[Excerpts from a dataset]

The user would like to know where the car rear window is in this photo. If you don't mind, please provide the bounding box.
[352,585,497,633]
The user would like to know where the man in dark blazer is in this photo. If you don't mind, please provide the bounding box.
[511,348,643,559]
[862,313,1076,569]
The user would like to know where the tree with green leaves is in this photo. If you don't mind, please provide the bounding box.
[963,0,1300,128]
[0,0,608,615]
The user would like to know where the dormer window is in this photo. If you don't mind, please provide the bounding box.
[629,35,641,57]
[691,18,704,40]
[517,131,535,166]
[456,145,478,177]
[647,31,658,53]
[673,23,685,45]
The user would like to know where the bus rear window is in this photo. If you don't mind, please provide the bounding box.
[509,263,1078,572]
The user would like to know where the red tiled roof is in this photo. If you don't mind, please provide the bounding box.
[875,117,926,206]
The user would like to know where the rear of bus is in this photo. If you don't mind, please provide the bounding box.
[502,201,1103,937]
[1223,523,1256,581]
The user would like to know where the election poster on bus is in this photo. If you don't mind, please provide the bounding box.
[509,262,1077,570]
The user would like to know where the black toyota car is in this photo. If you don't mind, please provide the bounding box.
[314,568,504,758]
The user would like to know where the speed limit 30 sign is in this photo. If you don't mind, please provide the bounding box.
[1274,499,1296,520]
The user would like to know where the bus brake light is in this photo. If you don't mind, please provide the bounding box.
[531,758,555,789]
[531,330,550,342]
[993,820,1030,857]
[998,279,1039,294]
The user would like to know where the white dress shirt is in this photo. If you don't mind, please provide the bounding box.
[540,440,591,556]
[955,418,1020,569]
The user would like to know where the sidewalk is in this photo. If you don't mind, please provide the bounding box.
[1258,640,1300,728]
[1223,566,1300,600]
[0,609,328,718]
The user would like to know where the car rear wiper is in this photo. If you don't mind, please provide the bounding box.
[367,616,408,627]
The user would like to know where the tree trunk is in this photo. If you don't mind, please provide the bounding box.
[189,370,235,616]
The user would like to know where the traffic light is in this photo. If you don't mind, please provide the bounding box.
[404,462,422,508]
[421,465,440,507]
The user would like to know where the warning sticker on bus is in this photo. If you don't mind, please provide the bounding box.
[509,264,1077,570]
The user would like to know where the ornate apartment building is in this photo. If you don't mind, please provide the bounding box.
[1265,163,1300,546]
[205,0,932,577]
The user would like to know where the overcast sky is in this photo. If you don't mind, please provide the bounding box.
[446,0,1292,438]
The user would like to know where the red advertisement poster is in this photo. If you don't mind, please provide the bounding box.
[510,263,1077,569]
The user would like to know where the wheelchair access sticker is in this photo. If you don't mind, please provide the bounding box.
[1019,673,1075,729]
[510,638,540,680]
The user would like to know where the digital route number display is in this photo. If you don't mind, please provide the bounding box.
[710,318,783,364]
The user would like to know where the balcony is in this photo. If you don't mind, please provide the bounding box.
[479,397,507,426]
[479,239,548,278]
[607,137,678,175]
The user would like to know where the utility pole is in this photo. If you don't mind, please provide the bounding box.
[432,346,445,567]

# [Work to complete]
Every line of the data above should be copied exactly.

# [Result of this task]
The user would like to know where the car rear window is in this photo. If you don't mind, please provide the bounding box.
[352,585,497,633]
The user would like to know where the man in dark blazer is in this photo. If you don't mind, please provide the bounding box.
[511,348,643,559]
[862,313,1076,569]
The user would like to know where the tree with green leaves is in this photo. If you don't mind, please provide the bounding box.
[963,0,1300,128]
[0,0,608,615]
The user would like to know where the dormer window is in this photo. If you don't mind, please provide the bounding box.
[629,35,641,57]
[691,18,704,40]
[517,131,535,166]
[456,145,478,177]
[647,31,658,53]
[673,23,685,45]
The user would like to know where the bus rear window is in this photo. If you don't mind, please provide the bounding box.
[509,263,1078,572]
The user would like to know where the red tiled roof is in this photo. If you don't mind, please provide the bounding box.
[875,117,926,206]
The user would like to know where the rear of bus is in this photo. If you don't mind, please provide the bounding box.
[502,201,1103,937]
[1223,523,1256,581]
The user would like to know where the election poster on bus is in this photo. If you don't mind, please provide the bounding box.
[509,262,1077,570]
The user would like to know where the black toyota car is in this photo. If you don't mind, please provide the bounding box.
[314,568,504,758]
The user would like to know where the speed limit 30 sign is in this photo. If you don't mind, please provide the bounding box.
[1274,499,1296,520]
The user would like to know where the bus brake light is in this photo. If you don't mind, please provide the bounding box.
[531,758,555,789]
[531,330,550,342]
[993,820,1030,857]
[998,279,1039,294]
The user would like to know where the white dress shirt is in this photo. If you don't mind, please provide the bounding box.
[540,440,591,556]
[955,418,1020,569]
The user would like to know where the sidewalk is in this photo. If you don't mind, please provide the bounding box.
[1258,640,1300,728]
[1223,566,1300,600]
[0,609,328,718]
The user would like to know where the car rear wiper is in this photo. If you don't mind, please provide the bounding box.
[367,616,408,627]
The user would like to know where the tree trunk is in this photo. If you don't mind, please provide the bounding box.
[189,370,235,616]
The user would like to know where the traffic light is in this photo. If you don't mind, please provide the bounding box.
[404,462,422,508]
[421,465,440,507]
The user would like to know where the warning sticker on bus is in this photo. If you don't mind, please provide the bounding box.
[509,264,1077,570]
The user would like to know where the ornate apartment building is in this photo. If you don't mind, please provide the bounding box.
[1265,163,1300,546]
[205,0,932,577]
The user would like to know where the overcast sky is in this photo. If you don't mind, please provide the bounding box.
[446,0,1292,438]
The user would like to know where the red advertisement poster is in this photo. If you don't mind, please provide the bounding box.
[510,263,1077,569]
The user would like to know where the wheelchair access sticker is in this photo. If you don't mind, please provide the bounding box.
[1019,673,1075,729]
[510,638,540,680]
The user would like to know where the digital route number display is in this photo. If you don't mind, please provide the bounding box.
[710,318,783,364]
The user would like to know where the balcony is in this photo. If you don't mind, please provide the bounding box.
[479,397,507,426]
[479,239,548,278]
[607,137,678,175]
The user would like to know where the utility pole is in this photo. If you don't mind, please provide the bounding box.
[432,346,445,567]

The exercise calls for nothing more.